**Exercise text:**

━━━━━━━━━━━━━━━━━━━━━━━━━━━━━━

The neurological evidence supporting this theory is starting to be uncovered. At the base of the brain, there is a very busy visual relay centre called the pulvinar region. Compared to that in other mammals, this region is disproportionately large in humans and primates. It is thought that the pulvinar is particularly important in picking out important visual information in cluttered environments.
To test this idea, researchers inserted probes into the brains of captive-bred Japanese macaques who had never encountered snakes. Activity in the pulvinar region was monitored as the macaques were shown various images – monkeys’ faces, monkeys’ hands, simple geometric shapes, and snakes – under carefully controlled conditions. The pulvinar region was found to be especially attentive to images of snakes. It didn’t matter whether the snakes were coiled up or stretched out; the macaques’ neurons responded similarly to snakes in each position. Since these monkeys had never seen a snake before, the neural responses appear to be hard-wired rather than a result of experience.

━━━━━━━━━━━━━━━━━━━━━━━━━━━━━━

**Supplied entries:**
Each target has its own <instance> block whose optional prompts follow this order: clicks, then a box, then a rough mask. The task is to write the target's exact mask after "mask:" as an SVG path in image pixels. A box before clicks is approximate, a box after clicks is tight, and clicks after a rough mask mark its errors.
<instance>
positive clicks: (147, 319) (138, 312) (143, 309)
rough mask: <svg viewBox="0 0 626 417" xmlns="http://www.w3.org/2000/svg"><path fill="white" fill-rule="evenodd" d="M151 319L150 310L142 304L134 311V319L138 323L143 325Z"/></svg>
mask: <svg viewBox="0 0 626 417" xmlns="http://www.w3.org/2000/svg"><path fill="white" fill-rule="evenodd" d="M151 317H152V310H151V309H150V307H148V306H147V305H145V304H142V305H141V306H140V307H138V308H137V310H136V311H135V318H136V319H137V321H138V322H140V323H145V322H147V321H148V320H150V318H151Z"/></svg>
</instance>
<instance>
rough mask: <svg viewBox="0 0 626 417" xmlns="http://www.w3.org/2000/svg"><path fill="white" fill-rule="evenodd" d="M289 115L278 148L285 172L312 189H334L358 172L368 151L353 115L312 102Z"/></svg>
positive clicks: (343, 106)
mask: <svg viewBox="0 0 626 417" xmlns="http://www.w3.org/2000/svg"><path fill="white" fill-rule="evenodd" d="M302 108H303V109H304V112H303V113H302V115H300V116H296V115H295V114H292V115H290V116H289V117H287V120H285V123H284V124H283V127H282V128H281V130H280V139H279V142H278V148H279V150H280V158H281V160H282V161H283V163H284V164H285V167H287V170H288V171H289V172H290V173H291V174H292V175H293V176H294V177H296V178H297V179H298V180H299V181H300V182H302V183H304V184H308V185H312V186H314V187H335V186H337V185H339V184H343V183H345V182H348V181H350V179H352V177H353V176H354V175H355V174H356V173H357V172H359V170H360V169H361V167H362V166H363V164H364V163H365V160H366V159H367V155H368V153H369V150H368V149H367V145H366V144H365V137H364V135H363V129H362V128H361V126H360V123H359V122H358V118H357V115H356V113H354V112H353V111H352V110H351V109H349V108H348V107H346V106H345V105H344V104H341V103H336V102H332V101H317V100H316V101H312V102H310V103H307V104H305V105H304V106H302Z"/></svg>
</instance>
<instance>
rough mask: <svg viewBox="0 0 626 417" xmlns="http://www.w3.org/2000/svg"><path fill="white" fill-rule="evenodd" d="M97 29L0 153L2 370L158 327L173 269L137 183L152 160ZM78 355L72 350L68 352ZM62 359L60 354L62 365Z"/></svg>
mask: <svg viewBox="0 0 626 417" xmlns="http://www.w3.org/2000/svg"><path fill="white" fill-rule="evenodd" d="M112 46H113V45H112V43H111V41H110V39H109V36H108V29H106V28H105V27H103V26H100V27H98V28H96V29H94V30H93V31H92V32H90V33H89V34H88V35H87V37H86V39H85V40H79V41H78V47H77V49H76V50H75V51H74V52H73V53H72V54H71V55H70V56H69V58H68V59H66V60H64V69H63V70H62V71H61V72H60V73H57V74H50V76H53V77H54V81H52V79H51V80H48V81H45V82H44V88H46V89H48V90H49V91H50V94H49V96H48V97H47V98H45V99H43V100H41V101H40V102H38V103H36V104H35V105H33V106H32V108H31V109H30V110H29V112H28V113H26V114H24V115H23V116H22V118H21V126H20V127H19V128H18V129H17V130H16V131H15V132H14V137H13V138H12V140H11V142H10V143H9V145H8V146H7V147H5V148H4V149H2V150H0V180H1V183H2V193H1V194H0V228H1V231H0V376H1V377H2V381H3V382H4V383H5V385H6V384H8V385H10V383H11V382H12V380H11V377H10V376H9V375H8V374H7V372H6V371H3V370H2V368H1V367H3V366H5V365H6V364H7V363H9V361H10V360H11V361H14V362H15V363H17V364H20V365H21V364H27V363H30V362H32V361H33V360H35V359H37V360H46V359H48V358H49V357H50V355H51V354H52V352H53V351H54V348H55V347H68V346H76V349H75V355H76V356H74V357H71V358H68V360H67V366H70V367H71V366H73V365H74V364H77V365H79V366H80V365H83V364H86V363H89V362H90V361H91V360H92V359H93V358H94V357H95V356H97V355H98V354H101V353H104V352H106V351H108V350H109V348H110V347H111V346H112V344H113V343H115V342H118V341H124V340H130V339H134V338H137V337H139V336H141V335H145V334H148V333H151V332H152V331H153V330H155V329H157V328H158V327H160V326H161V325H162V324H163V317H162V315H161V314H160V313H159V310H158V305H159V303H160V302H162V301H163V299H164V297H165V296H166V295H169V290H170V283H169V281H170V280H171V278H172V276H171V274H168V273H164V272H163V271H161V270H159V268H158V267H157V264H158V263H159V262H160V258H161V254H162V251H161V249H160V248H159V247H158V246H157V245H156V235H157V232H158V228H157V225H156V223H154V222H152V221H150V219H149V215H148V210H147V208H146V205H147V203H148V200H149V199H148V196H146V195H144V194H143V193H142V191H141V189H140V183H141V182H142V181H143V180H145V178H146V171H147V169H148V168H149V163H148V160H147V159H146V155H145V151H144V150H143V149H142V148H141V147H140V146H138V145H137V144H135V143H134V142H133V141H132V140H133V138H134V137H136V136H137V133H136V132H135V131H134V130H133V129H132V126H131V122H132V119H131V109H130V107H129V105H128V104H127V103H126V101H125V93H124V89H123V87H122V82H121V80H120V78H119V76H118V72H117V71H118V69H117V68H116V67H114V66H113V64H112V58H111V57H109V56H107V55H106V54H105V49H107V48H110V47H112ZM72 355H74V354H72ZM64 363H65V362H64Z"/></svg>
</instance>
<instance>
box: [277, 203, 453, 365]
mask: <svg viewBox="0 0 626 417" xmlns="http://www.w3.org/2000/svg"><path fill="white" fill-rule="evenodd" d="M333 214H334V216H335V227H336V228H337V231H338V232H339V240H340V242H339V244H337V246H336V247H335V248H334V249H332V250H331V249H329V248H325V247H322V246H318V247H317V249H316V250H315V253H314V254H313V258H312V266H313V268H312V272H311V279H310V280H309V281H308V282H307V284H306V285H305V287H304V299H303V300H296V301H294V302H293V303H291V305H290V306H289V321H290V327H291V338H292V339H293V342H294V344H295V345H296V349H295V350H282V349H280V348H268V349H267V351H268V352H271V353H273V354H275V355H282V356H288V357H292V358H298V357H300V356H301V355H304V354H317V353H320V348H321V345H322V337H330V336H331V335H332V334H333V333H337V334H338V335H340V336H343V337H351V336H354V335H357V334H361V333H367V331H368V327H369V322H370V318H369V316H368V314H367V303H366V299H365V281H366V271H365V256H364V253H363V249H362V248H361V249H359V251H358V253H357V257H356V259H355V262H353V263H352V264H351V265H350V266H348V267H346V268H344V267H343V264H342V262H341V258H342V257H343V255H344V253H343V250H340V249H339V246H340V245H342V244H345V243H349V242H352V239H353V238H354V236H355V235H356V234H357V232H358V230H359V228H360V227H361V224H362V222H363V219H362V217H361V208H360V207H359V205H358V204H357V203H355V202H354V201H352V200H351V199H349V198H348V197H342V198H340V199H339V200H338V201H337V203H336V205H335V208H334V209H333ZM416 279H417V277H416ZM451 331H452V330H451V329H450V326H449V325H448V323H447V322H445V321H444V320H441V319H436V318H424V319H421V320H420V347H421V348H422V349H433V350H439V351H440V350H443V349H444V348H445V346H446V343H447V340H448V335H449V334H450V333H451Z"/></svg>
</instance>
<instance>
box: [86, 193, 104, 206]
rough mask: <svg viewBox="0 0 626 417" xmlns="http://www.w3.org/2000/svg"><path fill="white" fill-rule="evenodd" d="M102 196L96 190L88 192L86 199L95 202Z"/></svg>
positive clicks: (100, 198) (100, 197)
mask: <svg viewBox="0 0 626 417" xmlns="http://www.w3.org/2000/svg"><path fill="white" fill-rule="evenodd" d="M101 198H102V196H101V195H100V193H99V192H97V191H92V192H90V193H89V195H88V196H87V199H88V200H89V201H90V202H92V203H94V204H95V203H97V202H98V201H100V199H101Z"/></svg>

━━━━━━━━━━━━━━━━━━━━━━━━━━━━━━

**Complete the following:**
A – In the snake-detection text, why do the researchers conclude that the macaques' neural responses to snakes are hard-wired? Answer in one to three sentences.
B – Rewrite the passage of the snake-detection text that begins at the words "The neurological evidence" and stops after "in cluttered environments.", replacing "cluttered" with "crowded".
C – Continue the text on snakes and the pulvinar region of the primate brain from its last sentence.
The records were taken from a different source than the text.

**Answers to each task:**
A – The macaques were captive-bred and had never seen a snake before. Their pulvinar neurons still responded especially strongly to snake images, so the response cannot have come from experience.

B –
The neurological evidence supporting this theory is starting to be uncovered. At the base of the brain, there is a very busy visual relay centre called the pulvinar region. Compared to that in other mammals, this region is disproportionately large in humans and primates. It is thought that the pulvinar is particularly important in picking out important visual information in crowded environments.

C –
Another response that appears to be hard-wired into the human brain completes the biological foundation of our fear of snakes. LoBue and DeLoache demonstrated the link in infants in the first year of life. In a landmark study, they presented infants with videos of moving snakes paired with videos of other animals – giraffe, rhinoceros, polar bear, hippopotamus, elephant, and large bird – moving at the same speed. The videos were played under two different conditions – accompanied by either an audio track of an adult sounding fearful or one in which the adult sounded happy.
When the happy voice was playing, the infants paid no more attention to the snake than to the other animals, but with the fearful voice, their attention was directed much more on the snake.
What LoBue and DeLoache appear to have shown us is that the human brain has evolved to learn more quickly about certain kinds of animals – those that have posed the greatest threats to our ancestors. Maybe it takes very little to trigger fear (and other negative feelings) where snakes (and possibly other threatening creatures) are concerned. We see friends or family acting fearfully and we are persuaded very quickly to adopt the same behaviour. As Martin Seligman proposed over 40 years ago, animals, including us, are “prepared” to learn some lessons very fast.
Our fear of snakes is just one small aspect of the amazingly complex way in which our thoughts, feelings and behaviour are influenced by nature. Reflecting on this, the architect of the biophilia concept, E.O. Wilson says,
We’re coming to realize that there’s something a lot more complicated and deep and wondrous in the development of the human mind, than what we had imagined.
Ours are minds, Wilson adds, that have “a strong residue of the environments in which we evolved”. And those are natural environments.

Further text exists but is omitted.